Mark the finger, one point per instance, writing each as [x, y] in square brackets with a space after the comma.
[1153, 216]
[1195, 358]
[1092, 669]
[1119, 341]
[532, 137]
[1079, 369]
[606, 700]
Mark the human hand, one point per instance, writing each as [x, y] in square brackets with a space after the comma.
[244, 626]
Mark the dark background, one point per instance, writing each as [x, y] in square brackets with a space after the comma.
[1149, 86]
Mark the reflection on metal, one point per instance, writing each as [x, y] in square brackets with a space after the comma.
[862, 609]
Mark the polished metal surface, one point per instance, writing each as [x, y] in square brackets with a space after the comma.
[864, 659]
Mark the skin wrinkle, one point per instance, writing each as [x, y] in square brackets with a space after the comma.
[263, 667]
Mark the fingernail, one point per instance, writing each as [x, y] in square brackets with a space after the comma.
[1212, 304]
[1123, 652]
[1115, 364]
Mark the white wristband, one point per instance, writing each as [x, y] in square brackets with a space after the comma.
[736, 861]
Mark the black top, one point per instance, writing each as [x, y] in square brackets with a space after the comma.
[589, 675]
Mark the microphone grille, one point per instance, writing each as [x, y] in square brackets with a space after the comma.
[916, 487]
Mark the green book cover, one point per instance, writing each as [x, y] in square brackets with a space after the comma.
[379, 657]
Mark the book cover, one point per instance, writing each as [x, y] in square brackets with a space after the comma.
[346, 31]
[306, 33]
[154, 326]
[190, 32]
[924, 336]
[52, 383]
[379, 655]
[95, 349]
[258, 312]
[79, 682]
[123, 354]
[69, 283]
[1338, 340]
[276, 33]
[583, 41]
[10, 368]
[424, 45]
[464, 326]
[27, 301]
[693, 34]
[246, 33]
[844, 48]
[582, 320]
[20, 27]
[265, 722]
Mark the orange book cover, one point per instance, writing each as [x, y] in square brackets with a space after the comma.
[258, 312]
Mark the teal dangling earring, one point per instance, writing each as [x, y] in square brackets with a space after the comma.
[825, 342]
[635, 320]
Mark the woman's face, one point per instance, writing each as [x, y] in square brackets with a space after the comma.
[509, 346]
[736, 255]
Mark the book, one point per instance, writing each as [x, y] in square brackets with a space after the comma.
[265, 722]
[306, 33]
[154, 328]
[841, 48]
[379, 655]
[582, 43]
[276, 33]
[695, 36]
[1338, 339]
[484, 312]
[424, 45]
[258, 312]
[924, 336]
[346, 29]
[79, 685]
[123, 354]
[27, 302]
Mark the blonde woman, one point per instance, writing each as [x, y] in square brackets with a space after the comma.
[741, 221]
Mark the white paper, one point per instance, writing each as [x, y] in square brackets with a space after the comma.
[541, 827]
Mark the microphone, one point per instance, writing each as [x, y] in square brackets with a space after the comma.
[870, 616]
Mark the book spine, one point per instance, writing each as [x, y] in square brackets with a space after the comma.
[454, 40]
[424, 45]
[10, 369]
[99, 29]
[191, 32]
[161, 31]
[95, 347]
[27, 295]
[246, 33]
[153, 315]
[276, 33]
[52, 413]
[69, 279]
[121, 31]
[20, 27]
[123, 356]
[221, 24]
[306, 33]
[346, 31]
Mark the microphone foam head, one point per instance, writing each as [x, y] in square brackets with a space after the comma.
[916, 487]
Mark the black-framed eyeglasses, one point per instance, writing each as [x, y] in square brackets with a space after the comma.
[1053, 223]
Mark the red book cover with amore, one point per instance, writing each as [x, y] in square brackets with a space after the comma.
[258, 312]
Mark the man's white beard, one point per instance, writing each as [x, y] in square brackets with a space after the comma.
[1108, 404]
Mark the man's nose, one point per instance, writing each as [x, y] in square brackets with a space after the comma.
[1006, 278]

Work to be completed ▸
Rewrite all the items above, switching "per instance" to "for each instance" and changing nothing else.

Task response ▸
Mark the finger, one point for each instance, writing each as [x, y] in square brackets with a space after the comma.
[1153, 216]
[1195, 358]
[1092, 669]
[1119, 341]
[532, 137]
[1079, 369]
[606, 700]
Mark the human hand, one point for each instance, writing each as [x, y] in square brackets with a space after the comma.
[244, 626]
Mark the dark background, one point for each instance, writing each as [x, y] in square brackets with a space after the comma.
[1149, 86]
Mark the reflection on metal, one point for each instance, writing each as [x, y] in square brackets with a space after the comma.
[862, 609]
Mark the polished metal surface, one point for each instance, writing each as [x, y] in square brackets with a space after the comma.
[864, 659]
Mark the skin wrinkle, one point for each instance, writing each as [x, y] in square brackets with a space after the comma.
[263, 667]
Mark the fingernail, one point for each instance, writing each as [x, y] in square brackets with a space after the comma.
[1212, 304]
[1123, 652]
[1115, 364]
Mark the white wristband, one point for each instance, writing each as [x, y] in square brackets with a space after the comma.
[736, 861]
Mark the black top, one point for each instance, writing each as [x, y] in square brackets with a space after the comma.
[589, 675]
Mark the microphone grille, one point for each instance, writing each as [x, y] in square brackets with a space after the comma.
[916, 487]
Mark the green book cover, one point for each instance, writing each as [x, y] in square brackets with a space after the comma.
[379, 657]
Mark the book cover, one point for each instance, writing each as [x, y] in square brackets with a space after the comma.
[346, 31]
[306, 33]
[154, 326]
[190, 32]
[924, 336]
[52, 383]
[379, 655]
[95, 349]
[258, 312]
[79, 682]
[123, 354]
[69, 283]
[1338, 340]
[276, 33]
[583, 41]
[10, 368]
[424, 45]
[464, 326]
[27, 301]
[693, 34]
[246, 33]
[844, 48]
[582, 320]
[20, 27]
[265, 722]
Mark the orange book cover, one point for each instance, writing each as [x, y] in square brackets with a space after the comma.
[258, 312]
Mark the teal dangling earring, one point for each instance, writing each as [x, y] in square brackets with a space after the comma.
[825, 342]
[635, 320]
Mark the woman's face, one point for each instance, writing each as [x, y] in square brackets with a space after the comma.
[509, 346]
[736, 255]
Mark the book, one point for each instance, writing each as [x, y] in square brackets with a space after the comma.
[265, 722]
[306, 33]
[154, 328]
[841, 48]
[379, 655]
[582, 43]
[276, 33]
[695, 36]
[1338, 339]
[484, 312]
[424, 45]
[258, 312]
[924, 336]
[346, 29]
[79, 685]
[123, 354]
[27, 302]
Mark the blonde woman, one point for each instance, writing each as [x, y] in square brackets with a space after the comma.
[741, 221]
Mark the white paper, one point for each instance, writing each as [x, y] in square brackets with a space after the comma.
[541, 827]
Mark the microphone, one point for each instance, writing each as [x, y] in square brackets with a space after the comma.
[870, 616]
Mark the book spine, one point for each instance, writing each as [x, y] in square brackets with a space after the comma.
[454, 40]
[424, 45]
[10, 369]
[99, 29]
[191, 32]
[161, 31]
[95, 347]
[27, 295]
[246, 33]
[153, 315]
[276, 33]
[52, 413]
[69, 279]
[121, 31]
[20, 27]
[123, 356]
[221, 24]
[306, 33]
[346, 31]
Mark the microphone foam head, one point for each instance, writing each as [x, y] in square brackets with a space after the comma.
[916, 487]
Mark the black-framed eyeglasses, one point for each instance, writing each as [x, y] in square brackets with a space after the comma.
[1053, 223]
Mark the red book cover with amore, one point for each instance, writing each as [x, y] in square brackets with a space after the comma.
[258, 312]
Mark the man's white beard, one point for each instance, writing each as [x, y] in square brackets with a space after the comma.
[1108, 404]
Mark the man's nose, one point for each instance, writing each as [x, y] in square brackets with a space after the comma.
[1006, 278]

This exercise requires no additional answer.